* [Task description]: Count the lines in the records beneath this task that contain the string "dark", then give the count by itself.

-- Opening Marker --

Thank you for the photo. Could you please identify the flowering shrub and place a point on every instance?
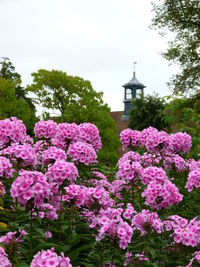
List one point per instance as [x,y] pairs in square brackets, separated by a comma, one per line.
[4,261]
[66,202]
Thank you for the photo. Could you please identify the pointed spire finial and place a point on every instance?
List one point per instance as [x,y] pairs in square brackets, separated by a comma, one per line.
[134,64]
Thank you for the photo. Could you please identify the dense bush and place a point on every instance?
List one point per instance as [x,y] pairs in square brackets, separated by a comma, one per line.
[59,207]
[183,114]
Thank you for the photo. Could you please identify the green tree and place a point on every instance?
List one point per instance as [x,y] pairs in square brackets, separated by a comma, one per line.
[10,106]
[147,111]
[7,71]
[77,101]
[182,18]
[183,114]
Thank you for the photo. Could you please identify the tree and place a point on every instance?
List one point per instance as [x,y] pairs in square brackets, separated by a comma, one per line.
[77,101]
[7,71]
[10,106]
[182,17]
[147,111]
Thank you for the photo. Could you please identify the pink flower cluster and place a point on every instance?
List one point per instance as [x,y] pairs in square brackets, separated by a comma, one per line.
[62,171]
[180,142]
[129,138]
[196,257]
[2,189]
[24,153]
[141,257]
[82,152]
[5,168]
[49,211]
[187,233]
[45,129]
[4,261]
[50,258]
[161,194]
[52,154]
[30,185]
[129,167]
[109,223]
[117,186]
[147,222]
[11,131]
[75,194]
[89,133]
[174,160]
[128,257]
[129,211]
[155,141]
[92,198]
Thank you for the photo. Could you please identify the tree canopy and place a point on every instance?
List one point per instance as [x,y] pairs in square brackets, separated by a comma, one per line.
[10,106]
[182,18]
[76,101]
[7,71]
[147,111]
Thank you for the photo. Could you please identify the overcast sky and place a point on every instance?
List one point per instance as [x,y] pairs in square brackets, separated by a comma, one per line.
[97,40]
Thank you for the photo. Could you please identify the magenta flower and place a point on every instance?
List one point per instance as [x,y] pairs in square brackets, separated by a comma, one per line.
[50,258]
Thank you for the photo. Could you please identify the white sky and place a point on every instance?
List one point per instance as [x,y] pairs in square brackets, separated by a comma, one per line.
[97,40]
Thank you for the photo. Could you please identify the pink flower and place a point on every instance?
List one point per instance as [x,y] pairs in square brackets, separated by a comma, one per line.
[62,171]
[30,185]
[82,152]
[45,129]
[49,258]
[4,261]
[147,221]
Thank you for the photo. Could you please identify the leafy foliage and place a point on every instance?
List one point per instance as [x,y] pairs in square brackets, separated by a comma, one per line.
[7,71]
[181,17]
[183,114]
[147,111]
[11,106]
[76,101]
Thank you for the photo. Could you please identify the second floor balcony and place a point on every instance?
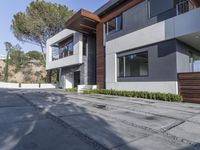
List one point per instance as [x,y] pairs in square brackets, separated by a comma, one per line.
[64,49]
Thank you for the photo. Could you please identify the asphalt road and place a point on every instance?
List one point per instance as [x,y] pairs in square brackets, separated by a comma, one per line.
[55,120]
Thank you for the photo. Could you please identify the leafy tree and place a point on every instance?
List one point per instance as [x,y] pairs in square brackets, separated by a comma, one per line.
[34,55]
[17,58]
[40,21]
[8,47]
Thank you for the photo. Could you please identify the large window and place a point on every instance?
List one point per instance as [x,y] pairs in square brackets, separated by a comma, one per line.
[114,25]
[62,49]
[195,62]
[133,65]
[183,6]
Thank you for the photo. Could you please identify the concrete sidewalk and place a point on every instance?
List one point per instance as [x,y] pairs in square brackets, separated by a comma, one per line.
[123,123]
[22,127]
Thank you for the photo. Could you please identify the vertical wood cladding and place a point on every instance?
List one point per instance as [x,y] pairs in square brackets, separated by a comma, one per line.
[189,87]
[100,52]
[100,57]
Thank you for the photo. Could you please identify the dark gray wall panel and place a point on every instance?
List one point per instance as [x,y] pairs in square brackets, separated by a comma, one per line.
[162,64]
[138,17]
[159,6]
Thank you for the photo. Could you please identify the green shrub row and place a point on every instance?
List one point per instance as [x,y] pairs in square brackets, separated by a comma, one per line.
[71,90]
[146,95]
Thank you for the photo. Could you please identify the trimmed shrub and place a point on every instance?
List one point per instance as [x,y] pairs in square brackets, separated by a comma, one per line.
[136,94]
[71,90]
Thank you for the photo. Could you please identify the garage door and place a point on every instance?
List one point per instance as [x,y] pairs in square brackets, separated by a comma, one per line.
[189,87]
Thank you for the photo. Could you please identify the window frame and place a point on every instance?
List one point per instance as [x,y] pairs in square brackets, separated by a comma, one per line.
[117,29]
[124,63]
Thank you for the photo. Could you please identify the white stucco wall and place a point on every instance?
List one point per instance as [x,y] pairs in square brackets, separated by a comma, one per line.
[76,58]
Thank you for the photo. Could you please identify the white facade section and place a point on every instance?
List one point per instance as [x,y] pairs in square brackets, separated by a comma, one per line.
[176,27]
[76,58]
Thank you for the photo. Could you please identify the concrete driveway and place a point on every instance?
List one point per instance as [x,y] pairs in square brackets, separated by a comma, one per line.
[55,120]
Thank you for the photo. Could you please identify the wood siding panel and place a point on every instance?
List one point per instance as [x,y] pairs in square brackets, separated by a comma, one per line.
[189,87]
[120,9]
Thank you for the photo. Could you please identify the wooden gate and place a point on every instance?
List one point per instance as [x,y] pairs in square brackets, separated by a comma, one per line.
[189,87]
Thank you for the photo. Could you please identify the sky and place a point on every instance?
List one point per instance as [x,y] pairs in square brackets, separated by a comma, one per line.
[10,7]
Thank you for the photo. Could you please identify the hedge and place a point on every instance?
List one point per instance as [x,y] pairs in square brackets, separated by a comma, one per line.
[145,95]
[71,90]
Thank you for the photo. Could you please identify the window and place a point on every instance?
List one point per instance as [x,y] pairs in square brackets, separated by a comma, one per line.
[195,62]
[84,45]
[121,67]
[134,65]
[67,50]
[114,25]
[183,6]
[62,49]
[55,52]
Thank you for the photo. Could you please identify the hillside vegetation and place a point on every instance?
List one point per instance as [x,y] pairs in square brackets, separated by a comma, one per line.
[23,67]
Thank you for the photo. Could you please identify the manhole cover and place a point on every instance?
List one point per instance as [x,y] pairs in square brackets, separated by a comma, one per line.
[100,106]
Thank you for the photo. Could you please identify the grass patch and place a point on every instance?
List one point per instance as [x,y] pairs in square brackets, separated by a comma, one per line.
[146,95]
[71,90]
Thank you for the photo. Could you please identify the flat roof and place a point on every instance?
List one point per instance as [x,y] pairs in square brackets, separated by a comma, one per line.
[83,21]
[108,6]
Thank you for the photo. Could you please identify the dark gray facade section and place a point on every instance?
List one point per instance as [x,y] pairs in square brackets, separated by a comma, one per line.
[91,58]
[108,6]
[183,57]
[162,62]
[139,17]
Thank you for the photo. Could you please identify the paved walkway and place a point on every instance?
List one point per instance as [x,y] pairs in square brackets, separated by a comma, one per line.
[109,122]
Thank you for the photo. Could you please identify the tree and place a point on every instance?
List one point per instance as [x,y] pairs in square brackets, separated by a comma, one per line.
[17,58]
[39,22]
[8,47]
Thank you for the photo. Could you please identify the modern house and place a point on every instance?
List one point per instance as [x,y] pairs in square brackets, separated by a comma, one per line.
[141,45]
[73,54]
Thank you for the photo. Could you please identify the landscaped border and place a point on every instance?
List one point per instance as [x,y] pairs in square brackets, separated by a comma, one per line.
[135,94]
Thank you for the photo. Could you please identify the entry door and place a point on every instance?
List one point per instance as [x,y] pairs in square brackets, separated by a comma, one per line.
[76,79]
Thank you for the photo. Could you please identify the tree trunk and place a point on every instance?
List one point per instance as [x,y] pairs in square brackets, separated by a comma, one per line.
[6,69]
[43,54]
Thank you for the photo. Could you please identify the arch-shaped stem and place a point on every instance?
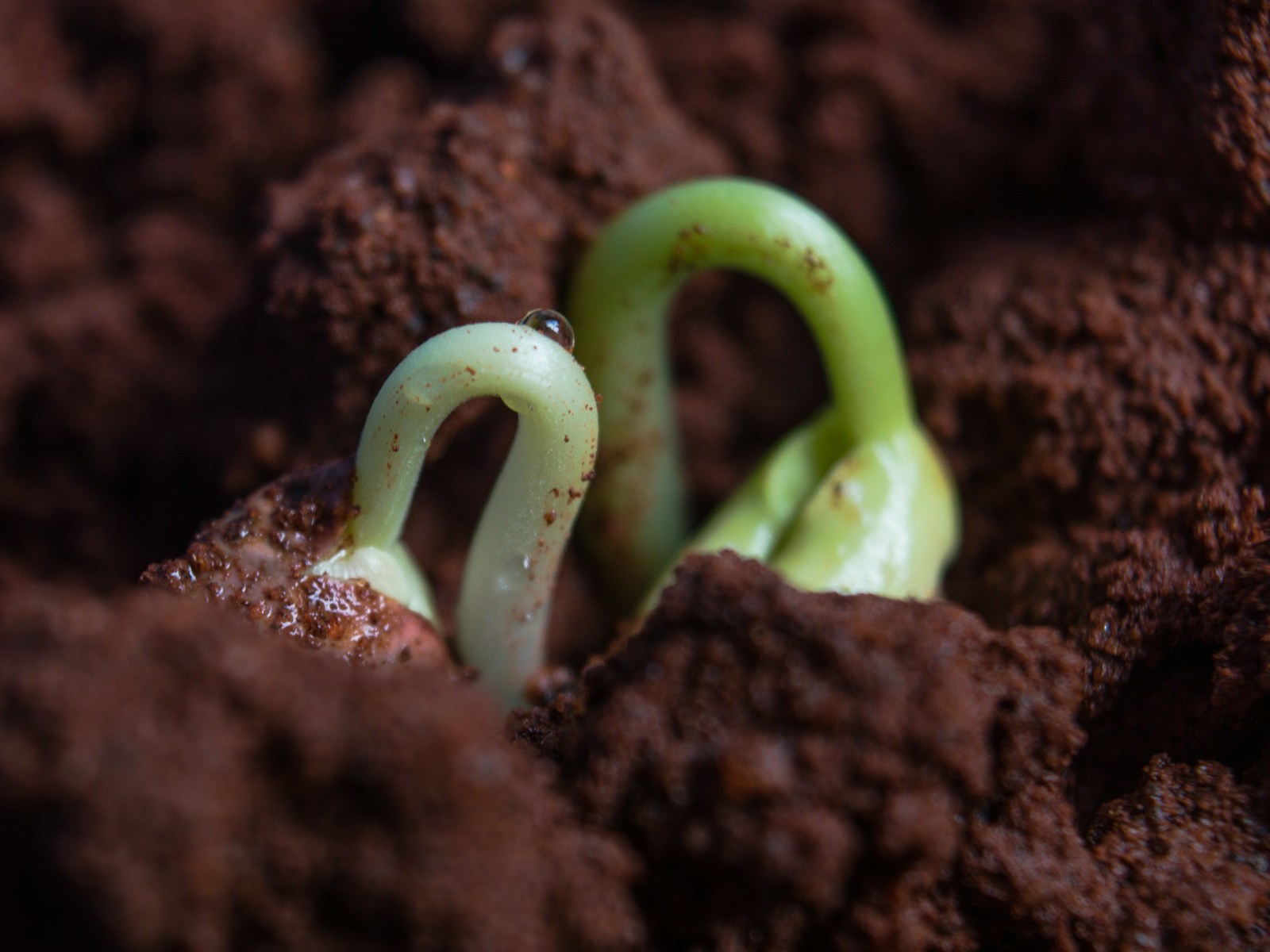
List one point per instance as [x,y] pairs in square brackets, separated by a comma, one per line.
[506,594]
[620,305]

-- Closing Marker --

* [Response for this exercise]: 2